Prompt 1 —
In the Luke transcript, which Gospel does Clint Loveall say contains virtually all of these words?
Prompt 2 —
Please translate this sentence from the Luke transcript into Spanish: "Luke takes these things, condenses them and consolidates them."

** Begin Text provided **

00:00:40:03 – 00:01:00:20
Clint Loveall
Luke sometimes does this where he takes some of this stuff and he kind of mashes it together. And so we cover a lot of ground today. It’s probably familiar ground, but it’s ground. It gets it. It gets consolidated in Luke in an interesting way. So I’ll just read it quickly and then we can come back and talk about it.
00:01:00:25 – 00:01:25:57
Clint Loveall
Jesus went through one town and village after another teaching as he made his way to Jerusalem. Someone said, Lord will only a few be saved. He said, Strive to enter through the narrow door for many, I tell you, will try and enter, but will not be able. When once the owner of the house has got up and shut the door and you begin to stand outside and to knock at the door saying, Lord, open to us.
00:01:26:02 – 00:01:58:43
Clint Loveall
Then in reply he’ll say to you, I do not know where you come from. Then you will begin to say, We ate and drank with you and you taught in our streets. But he will say, I do not know where you come from. Go away from me, you evildoers. There will be weeping and gnashing of teeth when you see Abraham and Isaac and Jacob and all the prophets in the Kingdom of God and you yourselves are thrown out, Then people will come from east and west, North and south, and will eat in the Kingdom of God.
00:01:58:44 – 00:02:23:44
Clint Loveall
Indeed. So more last. Who will be first and some who are, some are first. Who will be last? So again, I would make the case that if you read the Gospel of Matthew, for instance, you will have encountered virtually all of these words, but you’ll hear some of them in parables or in conversations following parables. Some of them you’ll hear on this in the Sermon on the Mount.
00:02:23:49 – 00:02:48:57
Clint Loveall
Luke takes these things, condenses them and consolidates them. So we have Jesus saying these things, and it’s sort of thematic. And the idea here is that Luke has highlighted all of those passages that are a warning enter through the narrow door that this is not an easy life, the life of faith. Make sure you are known by the master.
00:02:48:57 – 00:03:23:51
Clint Loveall
Don’t get left outside. Some who are first will be last and some who were last, be first. And this idea of weeping and gnashing kind of again, a matthew phrase, a gospel phrase. And you would what this all accounts do is you do not want to be an outsider, make an effort to be on the inside. And that will be due to one’s relationship with Jesus, not one status in Judaism or one status in front of the law or anything like that.
00:03:23:56 – 00:03:34:39
Clint Loveall
Kind of an interesting I’d be curious, Michael, to know what a Luke and scholar does with this, because it’s very interesting the way Luke has shoved all this together.
00:03:34:44 – 00:04:06:18
Michael Gewecke
So this is actually a really interesting section of text that hinges, I think, on what assumptions we make about some of the key and maybe small and even hidden words. And in particular, I want to point our attention here to the many, many references that are made by Jesus saying like this is happening verse 25, then reply, He will say to you, I don’t know where you come from, all of you evil doers.

** End Text provided **
** Begin Record extracts **

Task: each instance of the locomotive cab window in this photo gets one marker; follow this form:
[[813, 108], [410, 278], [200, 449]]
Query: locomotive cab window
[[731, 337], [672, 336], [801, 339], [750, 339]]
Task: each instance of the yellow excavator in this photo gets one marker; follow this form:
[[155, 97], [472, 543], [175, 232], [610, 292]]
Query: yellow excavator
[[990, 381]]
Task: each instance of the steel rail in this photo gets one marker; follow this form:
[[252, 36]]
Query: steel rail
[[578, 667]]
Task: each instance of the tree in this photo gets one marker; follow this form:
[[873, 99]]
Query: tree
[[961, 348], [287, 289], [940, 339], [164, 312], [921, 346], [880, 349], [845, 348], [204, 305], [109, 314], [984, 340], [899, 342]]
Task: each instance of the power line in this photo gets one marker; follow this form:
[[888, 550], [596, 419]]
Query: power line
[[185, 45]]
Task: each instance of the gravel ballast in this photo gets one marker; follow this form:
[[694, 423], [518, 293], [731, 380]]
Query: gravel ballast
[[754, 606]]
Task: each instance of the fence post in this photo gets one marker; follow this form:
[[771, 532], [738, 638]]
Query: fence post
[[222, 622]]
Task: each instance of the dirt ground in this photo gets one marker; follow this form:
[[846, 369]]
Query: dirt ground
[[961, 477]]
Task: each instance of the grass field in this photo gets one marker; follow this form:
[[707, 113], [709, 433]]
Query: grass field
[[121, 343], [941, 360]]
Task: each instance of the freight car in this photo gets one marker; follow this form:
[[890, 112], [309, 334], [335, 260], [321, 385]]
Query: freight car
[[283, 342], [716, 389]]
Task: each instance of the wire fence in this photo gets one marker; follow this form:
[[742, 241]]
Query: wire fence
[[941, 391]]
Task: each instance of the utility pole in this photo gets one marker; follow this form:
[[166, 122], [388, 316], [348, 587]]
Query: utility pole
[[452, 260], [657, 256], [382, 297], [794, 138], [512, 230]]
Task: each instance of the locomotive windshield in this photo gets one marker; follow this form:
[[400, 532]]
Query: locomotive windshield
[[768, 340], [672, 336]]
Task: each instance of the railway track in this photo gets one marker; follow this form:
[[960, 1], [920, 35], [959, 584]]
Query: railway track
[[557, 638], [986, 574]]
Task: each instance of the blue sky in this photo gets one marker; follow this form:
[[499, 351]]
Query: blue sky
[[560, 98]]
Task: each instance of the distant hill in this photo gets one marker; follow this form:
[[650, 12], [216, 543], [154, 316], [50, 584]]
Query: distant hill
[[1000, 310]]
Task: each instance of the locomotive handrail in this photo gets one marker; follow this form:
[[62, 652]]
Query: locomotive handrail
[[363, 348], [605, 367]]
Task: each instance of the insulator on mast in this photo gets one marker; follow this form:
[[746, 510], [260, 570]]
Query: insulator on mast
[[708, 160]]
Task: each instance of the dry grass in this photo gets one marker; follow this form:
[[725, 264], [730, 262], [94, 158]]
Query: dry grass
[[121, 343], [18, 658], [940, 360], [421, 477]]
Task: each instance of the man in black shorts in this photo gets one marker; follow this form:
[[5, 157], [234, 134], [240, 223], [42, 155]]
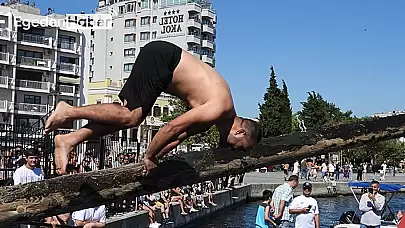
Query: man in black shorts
[[160, 67]]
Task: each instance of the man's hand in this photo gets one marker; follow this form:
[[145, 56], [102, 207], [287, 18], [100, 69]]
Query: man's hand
[[150, 163], [371, 196]]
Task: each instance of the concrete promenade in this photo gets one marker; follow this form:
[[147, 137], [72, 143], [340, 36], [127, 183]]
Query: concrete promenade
[[278, 177], [254, 184]]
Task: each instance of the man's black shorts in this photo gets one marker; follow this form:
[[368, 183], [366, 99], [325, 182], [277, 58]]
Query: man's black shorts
[[150, 75]]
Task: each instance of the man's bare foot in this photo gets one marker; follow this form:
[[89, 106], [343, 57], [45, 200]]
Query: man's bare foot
[[57, 118], [62, 151]]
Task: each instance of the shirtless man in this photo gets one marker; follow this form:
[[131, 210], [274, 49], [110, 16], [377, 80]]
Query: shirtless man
[[160, 67]]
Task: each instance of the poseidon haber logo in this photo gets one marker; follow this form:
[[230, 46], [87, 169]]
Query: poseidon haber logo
[[92, 21]]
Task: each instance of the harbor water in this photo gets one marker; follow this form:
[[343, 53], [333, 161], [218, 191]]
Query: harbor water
[[330, 210]]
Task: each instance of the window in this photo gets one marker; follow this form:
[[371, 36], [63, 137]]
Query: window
[[157, 111], [121, 9], [70, 102], [145, 20], [31, 99], [128, 67], [129, 38], [145, 35], [165, 110], [129, 52], [145, 4], [130, 23], [130, 7], [30, 54]]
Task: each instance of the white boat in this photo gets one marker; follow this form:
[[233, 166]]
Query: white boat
[[350, 219]]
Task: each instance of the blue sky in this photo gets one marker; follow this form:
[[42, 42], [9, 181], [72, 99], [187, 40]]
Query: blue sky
[[313, 45]]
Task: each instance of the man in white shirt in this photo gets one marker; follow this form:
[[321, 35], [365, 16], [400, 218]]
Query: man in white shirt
[[29, 172], [371, 205], [306, 209], [384, 170], [90, 218]]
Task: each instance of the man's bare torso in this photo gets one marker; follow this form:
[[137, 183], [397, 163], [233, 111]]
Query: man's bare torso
[[197, 84]]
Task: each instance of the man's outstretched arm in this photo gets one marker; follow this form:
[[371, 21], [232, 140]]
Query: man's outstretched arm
[[190, 123]]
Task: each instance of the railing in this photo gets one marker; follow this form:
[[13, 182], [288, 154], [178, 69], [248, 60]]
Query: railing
[[4, 33], [4, 56], [3, 104], [66, 89], [195, 18], [66, 45], [67, 67], [32, 84], [4, 80], [25, 107], [32, 38], [28, 61]]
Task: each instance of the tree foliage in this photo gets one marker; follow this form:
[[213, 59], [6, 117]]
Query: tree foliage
[[210, 137], [317, 112], [275, 112]]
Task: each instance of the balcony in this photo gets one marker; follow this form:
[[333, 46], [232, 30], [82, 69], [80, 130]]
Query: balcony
[[5, 82], [194, 22], [4, 34], [34, 86], [207, 12], [6, 106], [208, 28], [32, 109], [195, 52], [208, 44], [208, 59], [35, 40], [34, 63], [67, 90], [6, 58], [193, 7], [192, 38], [69, 47], [68, 68]]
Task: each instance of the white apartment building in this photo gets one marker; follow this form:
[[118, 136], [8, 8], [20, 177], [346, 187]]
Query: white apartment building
[[387, 114], [39, 66], [189, 24]]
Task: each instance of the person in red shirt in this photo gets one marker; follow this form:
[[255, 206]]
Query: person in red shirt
[[401, 223]]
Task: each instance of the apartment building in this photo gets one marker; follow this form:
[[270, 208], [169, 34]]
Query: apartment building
[[393, 113], [39, 66], [189, 24]]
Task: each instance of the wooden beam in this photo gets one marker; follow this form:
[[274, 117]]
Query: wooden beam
[[75, 192]]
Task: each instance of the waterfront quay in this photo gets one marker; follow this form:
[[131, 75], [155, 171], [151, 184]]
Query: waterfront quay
[[253, 185]]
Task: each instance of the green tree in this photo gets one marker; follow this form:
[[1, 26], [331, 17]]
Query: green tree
[[273, 109], [211, 137], [295, 125], [286, 115], [317, 112]]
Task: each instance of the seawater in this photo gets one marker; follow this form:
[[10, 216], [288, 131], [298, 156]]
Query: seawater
[[330, 210]]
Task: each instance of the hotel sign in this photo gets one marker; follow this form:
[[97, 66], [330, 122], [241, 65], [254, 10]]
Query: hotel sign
[[171, 23]]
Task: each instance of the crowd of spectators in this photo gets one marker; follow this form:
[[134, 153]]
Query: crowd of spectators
[[159, 206]]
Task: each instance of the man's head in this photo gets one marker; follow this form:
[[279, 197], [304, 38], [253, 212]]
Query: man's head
[[267, 194], [244, 134], [375, 185], [32, 157], [293, 181], [307, 189]]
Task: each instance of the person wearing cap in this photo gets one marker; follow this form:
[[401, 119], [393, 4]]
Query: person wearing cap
[[305, 208], [282, 198], [371, 205]]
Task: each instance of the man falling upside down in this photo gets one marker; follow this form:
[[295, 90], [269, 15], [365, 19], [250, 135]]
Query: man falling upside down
[[160, 67]]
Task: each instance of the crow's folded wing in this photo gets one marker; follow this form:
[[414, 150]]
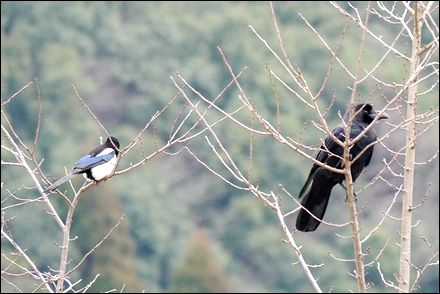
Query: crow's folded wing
[[331, 147]]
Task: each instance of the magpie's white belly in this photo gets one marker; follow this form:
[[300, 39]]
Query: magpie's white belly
[[101, 171]]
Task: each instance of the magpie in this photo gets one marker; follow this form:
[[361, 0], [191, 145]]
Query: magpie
[[323, 180], [95, 166]]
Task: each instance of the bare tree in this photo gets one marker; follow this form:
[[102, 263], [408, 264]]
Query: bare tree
[[414, 22], [24, 155]]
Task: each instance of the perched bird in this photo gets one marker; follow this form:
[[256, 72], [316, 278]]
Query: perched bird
[[95, 166], [322, 179]]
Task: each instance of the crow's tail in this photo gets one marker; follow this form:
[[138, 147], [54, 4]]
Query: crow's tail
[[60, 182], [315, 202]]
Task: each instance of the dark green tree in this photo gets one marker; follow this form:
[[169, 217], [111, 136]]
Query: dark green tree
[[199, 271]]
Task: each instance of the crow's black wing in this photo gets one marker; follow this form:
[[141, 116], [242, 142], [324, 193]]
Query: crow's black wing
[[329, 147]]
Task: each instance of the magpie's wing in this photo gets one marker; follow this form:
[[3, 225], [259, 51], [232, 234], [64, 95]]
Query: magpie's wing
[[88, 162], [330, 147]]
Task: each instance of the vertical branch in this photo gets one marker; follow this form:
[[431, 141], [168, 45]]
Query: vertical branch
[[405, 225], [351, 203]]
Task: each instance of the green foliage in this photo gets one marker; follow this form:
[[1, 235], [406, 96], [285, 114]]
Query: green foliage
[[115, 259], [119, 56], [199, 271]]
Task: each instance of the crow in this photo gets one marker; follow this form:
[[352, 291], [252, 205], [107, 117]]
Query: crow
[[322, 179]]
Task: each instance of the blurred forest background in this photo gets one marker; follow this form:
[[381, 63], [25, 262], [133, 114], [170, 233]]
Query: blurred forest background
[[185, 230]]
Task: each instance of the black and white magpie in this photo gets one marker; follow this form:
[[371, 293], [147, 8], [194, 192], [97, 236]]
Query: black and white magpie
[[95, 166]]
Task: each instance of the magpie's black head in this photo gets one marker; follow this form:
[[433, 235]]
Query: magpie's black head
[[112, 142], [365, 113]]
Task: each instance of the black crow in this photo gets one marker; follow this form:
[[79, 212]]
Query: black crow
[[322, 179]]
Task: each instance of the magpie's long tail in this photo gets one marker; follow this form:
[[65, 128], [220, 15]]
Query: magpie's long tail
[[315, 202], [60, 182]]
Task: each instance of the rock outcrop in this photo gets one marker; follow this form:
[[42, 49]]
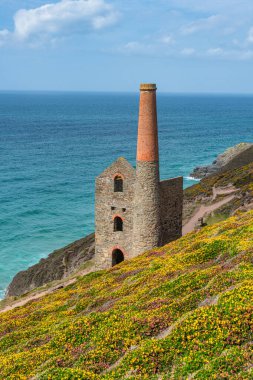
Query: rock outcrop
[[232, 158], [58, 265]]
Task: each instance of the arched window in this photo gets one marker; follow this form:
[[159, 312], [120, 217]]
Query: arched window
[[117, 257], [118, 184], [118, 224]]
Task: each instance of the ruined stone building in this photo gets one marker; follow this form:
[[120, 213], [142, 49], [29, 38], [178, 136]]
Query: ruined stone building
[[135, 211]]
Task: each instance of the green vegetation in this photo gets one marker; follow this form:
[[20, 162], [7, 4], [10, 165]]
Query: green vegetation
[[241, 178], [181, 311]]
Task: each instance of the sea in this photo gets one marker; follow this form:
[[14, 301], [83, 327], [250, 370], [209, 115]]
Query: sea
[[53, 145]]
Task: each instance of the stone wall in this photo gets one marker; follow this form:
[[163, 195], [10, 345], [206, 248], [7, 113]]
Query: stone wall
[[171, 209], [146, 207], [110, 204]]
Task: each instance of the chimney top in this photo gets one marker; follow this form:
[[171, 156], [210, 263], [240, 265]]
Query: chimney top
[[147, 87]]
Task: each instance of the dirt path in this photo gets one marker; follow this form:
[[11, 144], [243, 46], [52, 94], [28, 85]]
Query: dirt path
[[223, 191], [203, 210]]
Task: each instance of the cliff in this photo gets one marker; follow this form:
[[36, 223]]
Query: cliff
[[232, 158], [68, 260], [58, 265], [237, 182], [182, 311]]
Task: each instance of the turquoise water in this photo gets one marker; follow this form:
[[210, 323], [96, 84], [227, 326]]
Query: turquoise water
[[53, 145]]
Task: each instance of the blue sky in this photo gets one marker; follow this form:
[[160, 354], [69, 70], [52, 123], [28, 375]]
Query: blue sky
[[113, 45]]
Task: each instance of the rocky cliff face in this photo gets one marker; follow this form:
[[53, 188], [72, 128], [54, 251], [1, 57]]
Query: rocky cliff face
[[232, 158], [59, 264]]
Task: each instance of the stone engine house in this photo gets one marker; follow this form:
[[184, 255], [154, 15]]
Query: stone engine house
[[135, 211]]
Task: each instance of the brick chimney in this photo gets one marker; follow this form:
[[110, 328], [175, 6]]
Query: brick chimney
[[146, 218], [147, 147]]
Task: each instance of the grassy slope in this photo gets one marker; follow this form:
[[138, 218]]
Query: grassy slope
[[201, 285]]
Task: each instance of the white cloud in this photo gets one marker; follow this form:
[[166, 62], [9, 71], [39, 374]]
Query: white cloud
[[135, 47], [201, 24], [250, 35], [64, 17], [188, 52]]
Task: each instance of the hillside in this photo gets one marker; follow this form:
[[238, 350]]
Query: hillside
[[183, 311], [241, 180], [233, 158]]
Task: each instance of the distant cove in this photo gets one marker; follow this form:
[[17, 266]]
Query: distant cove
[[52, 145]]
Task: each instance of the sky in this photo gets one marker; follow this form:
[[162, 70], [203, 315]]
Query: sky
[[185, 46]]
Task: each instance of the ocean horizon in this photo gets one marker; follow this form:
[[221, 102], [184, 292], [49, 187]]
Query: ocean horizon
[[53, 145]]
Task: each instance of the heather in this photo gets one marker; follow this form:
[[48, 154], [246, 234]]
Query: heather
[[183, 311]]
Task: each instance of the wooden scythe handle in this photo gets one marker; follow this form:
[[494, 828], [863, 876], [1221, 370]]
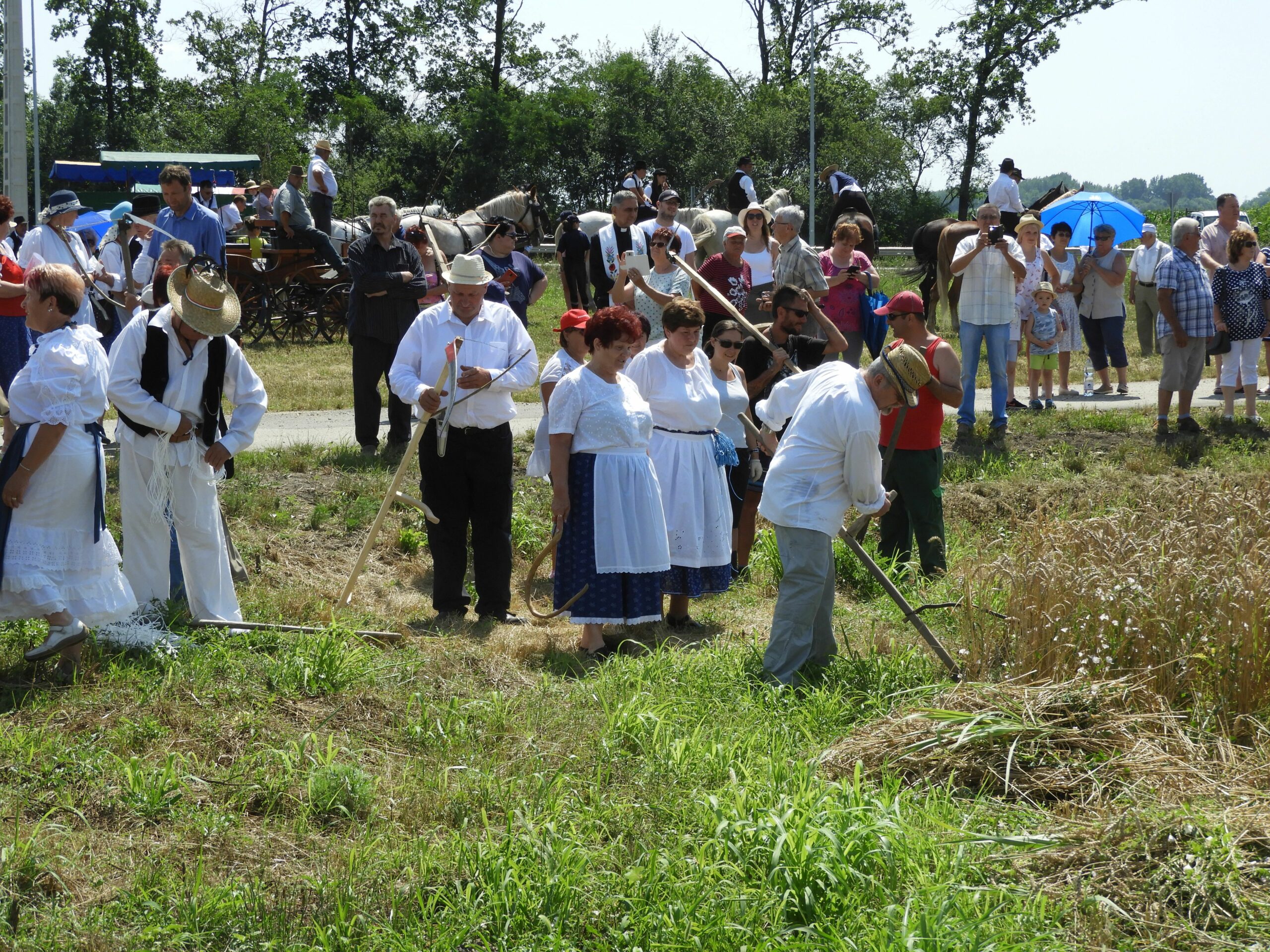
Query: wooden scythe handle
[[728, 306], [527, 590]]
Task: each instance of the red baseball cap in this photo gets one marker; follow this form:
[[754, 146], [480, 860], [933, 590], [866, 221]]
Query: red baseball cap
[[577, 318], [903, 302]]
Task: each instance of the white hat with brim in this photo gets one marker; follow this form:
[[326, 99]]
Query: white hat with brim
[[752, 207], [203, 301], [468, 270]]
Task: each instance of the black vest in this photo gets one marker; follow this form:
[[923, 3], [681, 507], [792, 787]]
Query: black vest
[[737, 198], [154, 381]]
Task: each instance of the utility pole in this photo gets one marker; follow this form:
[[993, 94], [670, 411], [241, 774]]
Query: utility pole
[[16, 111], [811, 172]]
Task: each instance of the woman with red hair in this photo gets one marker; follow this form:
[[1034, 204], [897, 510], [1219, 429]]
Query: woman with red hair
[[14, 336], [605, 490]]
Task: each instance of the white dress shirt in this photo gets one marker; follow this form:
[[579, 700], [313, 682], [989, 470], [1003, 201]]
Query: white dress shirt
[[318, 164], [827, 460], [1144, 261], [183, 395], [495, 339], [1004, 193]]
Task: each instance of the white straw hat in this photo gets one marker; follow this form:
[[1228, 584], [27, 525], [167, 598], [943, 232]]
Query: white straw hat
[[468, 270]]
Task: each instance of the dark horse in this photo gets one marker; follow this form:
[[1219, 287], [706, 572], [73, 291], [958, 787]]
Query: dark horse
[[933, 252]]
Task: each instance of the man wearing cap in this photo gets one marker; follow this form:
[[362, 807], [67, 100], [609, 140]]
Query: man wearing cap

** End Record extracts **

Written reply 1 —
The Gospel of Matthew.

Written reply 2 —
Lucas toma estas cosas, las condensa y las consolida.